Text:

** Begin **

Pipeline Recipies

A set of basic pipeline structure recipies for common use cases.

The following are a basic set of pipeline recipes for doing typical tasks in Stroom. Is it not an exhaustive list as the possibilities with Pipelines are vast. They are intended as a rough guide to get you started with building Pipelines.

Data Ingest and Transformation

CSV to Normalised XML

  1. CSV data is ingested.
  2. The Data Splitter parser parses the records and fields into records format XML using an XML based TextConverter document.
  3. The first XSLTFilter is used to normalise the events in records XML into event-logging XML.
  4. The second XSLTFilter is used to decorate the events with additional data, e.g. <UserDetails> using reference data lookups.
  5. The SchemaFilter ensures that the XML output by the stages of XSLT transformation conforms to the event-logging XMLSchema.
  6. The XML events are then written out as an Event Stream to the Stream store.

Configured Content

  • Data Splitter - A TextConverter containing XML conforming to data-splitter:3.
  • Normalise - An XSLT transforming records:2 => event-logging:3.
  • Decorate - An XSLT transforming event-logging:3 => event-logging:3.
  • SchemaFilter - XMLSchema event-logging:3

JSON to Normalised XML

The same as ingesting CSV data above, except the input JSON is converted into an XML representation of the JSON by the JSONParser. The Normalise XSLTFilter will be specific to the format of the JSON being ingested. The Decorate) XSLTFilter will likely be identical to that used for the CSV ingest above, demonstrating reuse of pipeline element content.

Configured Content

  • Normalise - An XSLT transforming http://www.w3.org/2013/XSL/json => event-logging:3.
  • Decorate - An XSLT transforming event-logging:3 => event-logging:3.
  • SchemaFilter - XMLSchema event-logging:3

XML (not event-logging) to Normalised XML

As above except that the input data is already XML, though not in event-logging format. The XMLParser simply reads the XML character data and converts it to XML SAX events for processing. The Normalise XSLTFilter will be specific to the format of this XML and will transform it into event-logging format.

Configured Content

  • Normalise - An XSLT transforming a 3rd party schema => event-logging:3.
  • Decorate - An XSLT transforming event-logging:3 => event-logging:3.
  • SchemaFilter - XMLSchema event-logging:3

XML (event-logging) to Normalised XML

As above except that the input data is already in event-logging XML format, so no normalisation is required. Decoration is still needed though.

Configured Content

XML Fragments to Normalised XML

XML Fragments are where the input data looks like:

<Event>
  ...
</Event>
<Event>
  ...
</Event>

In other words, it is technically badly formed XML as it has no root element or declaration. This format is however easier for client systems to send as they can send multiple <Event> blocks in one stream (e.g. just appending them together in a rolled log file) but don’t need to wrap them with an outer <Events> element.

The XMLFragmentParser understands this format and will add the wrapping element to make well-formed XML. If the XML fragments are already in event-logging format then no Normalise XSLTFilter is required.

** End **

Short problem A:
Please rewrite the records from the line with "lettering with a single point, one per instance." up to and including the last line of the records, putting "mark" in place of "annotate" each time and keeping everything else unchanged.
The records that follow have no connection to the text above.

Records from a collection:

** Begin **

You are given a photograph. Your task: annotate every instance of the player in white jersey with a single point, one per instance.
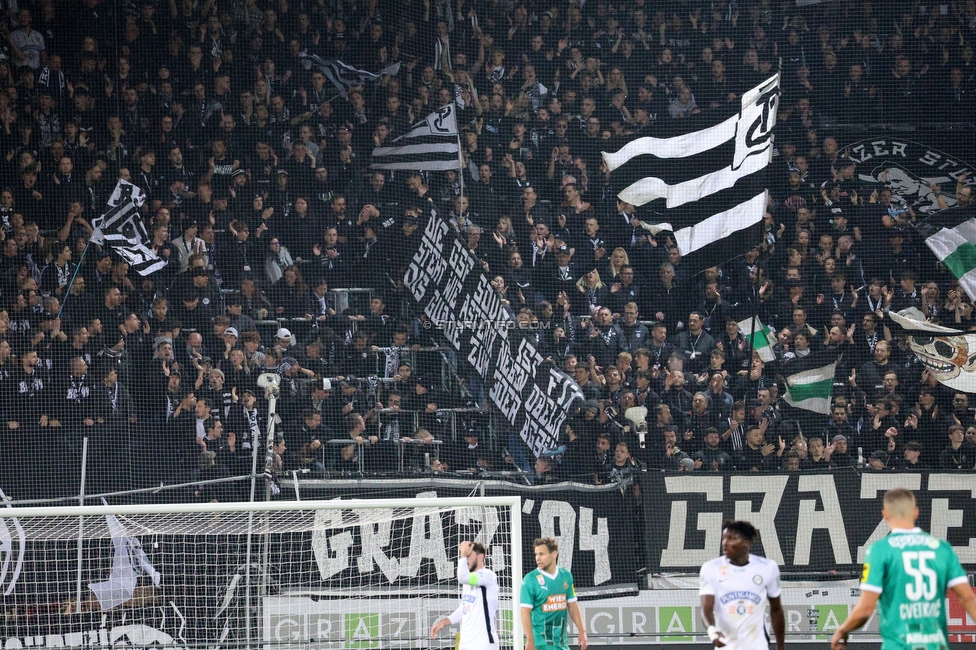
(478, 611)
(734, 589)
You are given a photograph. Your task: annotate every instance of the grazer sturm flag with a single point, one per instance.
(128, 565)
(121, 229)
(344, 76)
(759, 337)
(810, 384)
(430, 145)
(951, 235)
(709, 182)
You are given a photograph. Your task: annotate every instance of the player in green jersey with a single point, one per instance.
(547, 597)
(906, 576)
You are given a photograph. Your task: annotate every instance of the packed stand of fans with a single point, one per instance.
(261, 200)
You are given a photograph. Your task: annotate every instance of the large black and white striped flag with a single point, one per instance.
(430, 145)
(709, 183)
(121, 229)
(342, 75)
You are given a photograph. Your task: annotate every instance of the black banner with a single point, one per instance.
(808, 522)
(210, 568)
(459, 301)
(594, 526)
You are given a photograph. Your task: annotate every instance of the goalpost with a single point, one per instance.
(340, 575)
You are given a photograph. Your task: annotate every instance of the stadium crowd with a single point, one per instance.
(261, 202)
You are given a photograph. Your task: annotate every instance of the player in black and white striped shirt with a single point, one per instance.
(478, 612)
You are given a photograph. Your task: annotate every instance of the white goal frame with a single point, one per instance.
(255, 528)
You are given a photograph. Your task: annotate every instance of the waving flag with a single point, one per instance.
(121, 229)
(709, 182)
(431, 144)
(342, 75)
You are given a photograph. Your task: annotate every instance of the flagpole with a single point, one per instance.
(460, 154)
(74, 275)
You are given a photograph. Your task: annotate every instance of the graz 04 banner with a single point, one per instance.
(457, 299)
(809, 522)
(594, 527)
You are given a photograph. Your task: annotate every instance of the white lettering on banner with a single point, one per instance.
(374, 535)
(484, 306)
(859, 152)
(765, 518)
(676, 554)
(511, 375)
(479, 356)
(489, 524)
(830, 519)
(943, 518)
(332, 542)
(127, 636)
(871, 485)
(331, 553)
(543, 419)
(461, 261)
(428, 262)
(439, 311)
(597, 542)
(549, 512)
(427, 541)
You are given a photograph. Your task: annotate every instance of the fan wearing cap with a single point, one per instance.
(421, 396)
(840, 455)
(313, 355)
(332, 257)
(558, 274)
(187, 244)
(410, 231)
(289, 295)
(469, 454)
(320, 309)
(238, 254)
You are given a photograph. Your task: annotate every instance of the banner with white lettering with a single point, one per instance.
(456, 298)
(212, 566)
(819, 524)
(595, 527)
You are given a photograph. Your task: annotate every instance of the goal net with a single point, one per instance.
(349, 575)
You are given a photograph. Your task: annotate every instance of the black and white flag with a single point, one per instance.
(708, 183)
(430, 145)
(342, 75)
(122, 230)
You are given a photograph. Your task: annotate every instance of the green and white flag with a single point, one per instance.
(955, 246)
(811, 385)
(760, 338)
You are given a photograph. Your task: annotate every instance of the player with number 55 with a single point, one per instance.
(906, 576)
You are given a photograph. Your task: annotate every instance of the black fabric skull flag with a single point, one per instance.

** End **

Short problem B:
Give the titles of all the recipes listed under "Data Ingest and Transformation" in the pipeline recipes text.

Answer A:
You are given a photograph. Your task: mark every instance of the banner with white lettering with a single point, one per instance.
(456, 298)
(212, 566)
(819, 524)
(595, 527)
You are given a photograph. Your task: mark every instance of the goal net with a single point, one per instance.
(349, 575)
You are given a photograph. Your task: mark every instance of the black and white flag with a single point, one per instance.
(708, 183)
(430, 145)
(342, 75)
(122, 230)
You are given a photograph. Your task: mark every instance of the green and white flag with a single point, one per instance.
(955, 246)
(811, 385)
(760, 338)
You are given a photograph. Your task: mark every instance of the player with number 55 with a single point, one per instance.
(906, 576)
You are given a photograph. Your task: mark every instance of the black fabric skull flag with a single point, one per instance.

Answer B:
- CSV to Normalised XML
- JSON to Normalised XML
- XML (not event-logging) to Normalised XML
- XML (event-logging) to Normalised XML
- XML Fragments to Normalised XML